* **Texto fornecido**:
====
Para a escola estoica, o sentido da vida consiste em deixar as coisas de acordo com a ordem natural.

Entre os mais renomados estoicos está Marco Túlio Cícero, que viveu entre 106 a.C. e 43 a.C. e também foi filósofo, orador, escritor e advogado. Nele podemos encontrar a seguinte interpretação sobre a razão de que falava Zenão:

A razão reta, conforme à natureza, gravada em todos os corações, imutável, eterna, cuja voz ensina e prescreve o bem, afasta do mal que proíbe e, ora com seus mandados, ora com suas proibições, jamais se dirige inutilmente aos bons, nem fica impotente ante os maus. Essa lei não pode ser contestada, nem derrogada em parte, nem anulada; não podemos ser isentos de seu cumprimento pelo povo nem pelo Senado; não há que procurar para ela outro comentador nem intérprete; não é uma lei em Roma e outra em Atenas, uma antes e outra depois, mas una, sempiterna e imutável, entre todos os povos e em todos os tempos; uno será sempre o seu imperador e mestre, que é Deus, seu inventor, sancionador e publicador, não podendo o homem desconhecê-la sem renegar-se a si mesmo, sem despojar-se do seu caráter humano e sem atrair sobre si a mais cruel expiação, embora tenha conseguido evitar todos os outros suplícios. (Cícero, Da república, 1995, p. 75)”
====
* **Itens fornecidos**:

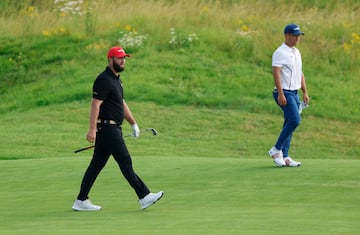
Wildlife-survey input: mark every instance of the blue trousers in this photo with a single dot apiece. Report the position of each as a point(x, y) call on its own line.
point(291, 120)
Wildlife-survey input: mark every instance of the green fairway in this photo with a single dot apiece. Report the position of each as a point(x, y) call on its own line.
point(202, 196)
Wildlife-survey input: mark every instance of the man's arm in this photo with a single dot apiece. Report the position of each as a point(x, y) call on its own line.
point(131, 120)
point(94, 114)
point(277, 81)
point(304, 90)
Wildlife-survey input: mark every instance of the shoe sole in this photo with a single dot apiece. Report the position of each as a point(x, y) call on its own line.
point(274, 161)
point(77, 209)
point(153, 202)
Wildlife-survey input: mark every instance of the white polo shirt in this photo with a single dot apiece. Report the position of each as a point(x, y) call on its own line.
====
* **Desafios**:
1. Segundo o texto sobre a escola estoica, em que período viveu Marco Túlio Cícero?
2. Retome o texto sobre a escola estoica e prossiga a partir da citação de Cícero com que ele termina.

* **Respostas por tarefa**:
1. Entre 106 a.C. e 43 a.C.

2.
 

 

“Tomando as palavras acima, sem referência a seu autor e à época em que foram escritas, poderíamos dizer com tranquilidade que se trata da fala de um teólogo católico da Idade Média, defendendo que Deus é fonte última do bem, da lei e da justiça. Aliás, séculos depois, essa temática foi retomada por Santo Tomás de Aquino, quando expôs argumentação similar informando que o fundamento da lei natural é a lei divina, a qual pode o homem captar com sua inteligência.

A seguir, apresentamos uma tira contemporânea que remete aos ensinamentos estoicos.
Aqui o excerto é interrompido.